- _DESCRIPTION OF THE TASK_
From the reader letters below, copy word for word the passage that begins with the words containing "You lost something" and ends with "own, chosen relationships.".

[TEXT UNDER STUDY Boundary: Start]


    You lost something you deserved but never had in your childhood family. Your healing might best be served by the new attachments you create in your own, chosen relationships.

  • mice and [wo]men

    [Read the article: Spread the love]
    [Read more letters about this article: Here]

    Yes, 1) the reproductive strategies (evolutionary game plans) of humans versus marsupial mice are very different, and yet 2) both run some software developed by common ancestors, 3) software which may lead to maladaptive outcomes in contemporary settings (like individuals moderating anxiety with food intake, leading to obesity and ill health; or males controlling the reproductive behavior of females, leading to genital mutilation, unwanted births, etc.). Yet, 4) whatever software is running, human (unlike other) females are always (potentially) free to choose. Bottom line as nailed so effectively by Anonymous: “Do we really need excuses from the animal kingdom to use our sexuality however we want?” Only if we allow ourselves to remain trapped by biological compulsion and social (patriarchal) prescription.

  • It's because comedy is murder

    [Read the article: "Borat: Cultural Learnings of America for Make Benefit Glorious Nation"]
    [Read more letters about this article: Here]

    The measure of Ms. Zacharek’s insight and authentic responding to Borat is how productively uncomfortable it has made us. It does seem odd, doesn’t it – that appreciation of humor could become an intensely debated moral question centered on “guilt” and “victims”?

[TEXT UNDER STUDY Boundary: End]
[MATERIAL SUPPLIED Boundary: Start]

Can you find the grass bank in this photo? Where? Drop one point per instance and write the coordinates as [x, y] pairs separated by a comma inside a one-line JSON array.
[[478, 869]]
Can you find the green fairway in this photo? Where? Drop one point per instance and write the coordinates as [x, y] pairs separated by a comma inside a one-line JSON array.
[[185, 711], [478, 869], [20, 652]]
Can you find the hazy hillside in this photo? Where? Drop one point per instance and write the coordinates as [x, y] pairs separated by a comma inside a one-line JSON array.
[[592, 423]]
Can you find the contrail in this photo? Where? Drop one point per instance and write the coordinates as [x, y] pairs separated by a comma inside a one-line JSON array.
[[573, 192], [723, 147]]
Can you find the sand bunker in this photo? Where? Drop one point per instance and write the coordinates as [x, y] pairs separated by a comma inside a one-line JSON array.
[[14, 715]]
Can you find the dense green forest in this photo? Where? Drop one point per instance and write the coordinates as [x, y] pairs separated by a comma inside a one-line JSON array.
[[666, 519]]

[MATERIAL SUPPLIED Boundary: End]

- _COMPLETED TASK_
You lost something you deserved but never had in your childhood family. Your healing might best be served by the new attachments you create in your own, chosen relationships.